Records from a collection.
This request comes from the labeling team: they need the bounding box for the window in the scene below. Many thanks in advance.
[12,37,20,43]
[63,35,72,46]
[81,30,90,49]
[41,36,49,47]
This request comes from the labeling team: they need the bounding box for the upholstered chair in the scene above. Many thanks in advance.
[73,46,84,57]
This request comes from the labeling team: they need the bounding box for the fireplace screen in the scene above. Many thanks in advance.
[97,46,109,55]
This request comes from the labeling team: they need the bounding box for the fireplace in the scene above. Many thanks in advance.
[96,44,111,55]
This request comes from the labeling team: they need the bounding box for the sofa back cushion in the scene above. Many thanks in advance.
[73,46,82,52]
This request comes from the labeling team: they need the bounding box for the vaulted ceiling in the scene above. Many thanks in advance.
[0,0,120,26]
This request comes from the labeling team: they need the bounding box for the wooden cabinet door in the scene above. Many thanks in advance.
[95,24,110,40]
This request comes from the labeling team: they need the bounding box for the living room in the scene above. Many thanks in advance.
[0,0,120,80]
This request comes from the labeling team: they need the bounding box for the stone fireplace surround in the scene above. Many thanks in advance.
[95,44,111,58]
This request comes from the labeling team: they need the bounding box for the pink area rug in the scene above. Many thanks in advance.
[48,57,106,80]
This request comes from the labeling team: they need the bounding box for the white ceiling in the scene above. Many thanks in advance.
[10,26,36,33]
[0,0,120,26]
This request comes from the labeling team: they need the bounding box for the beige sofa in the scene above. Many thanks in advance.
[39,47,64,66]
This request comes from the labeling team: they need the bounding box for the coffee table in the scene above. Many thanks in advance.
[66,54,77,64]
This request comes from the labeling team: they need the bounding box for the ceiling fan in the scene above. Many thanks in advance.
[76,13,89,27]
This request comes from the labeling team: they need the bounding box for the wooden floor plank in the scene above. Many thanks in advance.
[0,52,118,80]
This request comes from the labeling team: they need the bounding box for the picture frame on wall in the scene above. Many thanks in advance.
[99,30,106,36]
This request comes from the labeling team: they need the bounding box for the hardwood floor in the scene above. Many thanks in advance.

SHORT EXERCISE. Please convert all of the records above into a Markdown table with the columns Row and Line. Give each line its own row number and leave out any blank lines.

WRITTEN ANSWER.
| Row | Line |
|---|---|
| 1 | This request comes from the labeling team: they need the bounding box for the window in the scene below. Many thanks in advance. |
| 2 | [12,37,20,43] |
| 3 | [63,35,72,46] |
| 4 | [81,30,90,49] |
| 5 | [41,36,49,47] |
| 6 | This request comes from the labeling team: they need the bounding box for the upholstered chair in the scene above. Many thanks in advance. |
| 7 | [73,46,84,57] |
| 8 | This request comes from the labeling team: they need the bounding box for the fireplace screen in the scene above. Many thanks in advance. |
| 9 | [97,46,109,55] |
| 10 | This request comes from the labeling team: they need the bounding box for the fireplace in the scene above. Many thanks in advance. |
| 11 | [96,44,111,55] |
| 12 | This request comes from the labeling team: they need the bounding box for the sofa back cushion in the scene above. Many thanks in advance. |
| 13 | [73,46,82,52] |
| 14 | This request comes from the labeling team: they need the bounding box for the vaulted ceiling in the scene above. Many thanks in advance. |
| 15 | [0,0,120,26] |
| 16 | This request comes from the labeling team: they need the bounding box for the wooden cabinet door in the scene above. Many thanks in advance. |
| 17 | [95,24,110,40] |
| 18 | This request comes from the labeling team: they need the bounding box for the living room in the scene above. Many thanks in advance. |
| 19 | [0,0,120,80] |
| 20 | This request comes from the labeling team: they need the bounding box for the stone fireplace surround in the scene above. Many thanks in advance. |
| 21 | [95,44,111,58] |
| 22 | This request comes from the labeling team: they need the bounding box for the pink area rug in the scene above. Many thanks in advance. |
| 23 | [48,57,106,80] |
| 24 | This request comes from the labeling team: they need the bounding box for the white ceiling in the scene above. Many thanks in advance. |
| 25 | [10,26,36,33] |
| 26 | [0,0,120,26] |
| 27 | This request comes from the labeling team: they need the bounding box for the beige sofa in the scene above. Many thanks in advance. |
| 28 | [39,47,64,66] |
| 29 | This request comes from the labeling team: they need the bounding box for the coffee table in the scene above. Many thanks in advance. |
| 30 | [66,54,77,64] |
| 31 | This request comes from the labeling team: they need the bounding box for the ceiling fan in the scene above. Many thanks in advance. |
| 32 | [76,13,89,27] |
| 33 | This request comes from the labeling team: they need the bounding box for the wooden floor plank in the scene above. Many thanks in advance. |
| 34 | [0,52,118,80] |
| 35 | This request comes from the labeling team: they need the bounding box for the picture frame on wall in the scene above. Many thanks in advance. |
| 36 | [99,30,106,36] |
| 37 | This request comes from the labeling team: they need the bounding box for the hardwood floor in the scene above. Many thanks in advance. |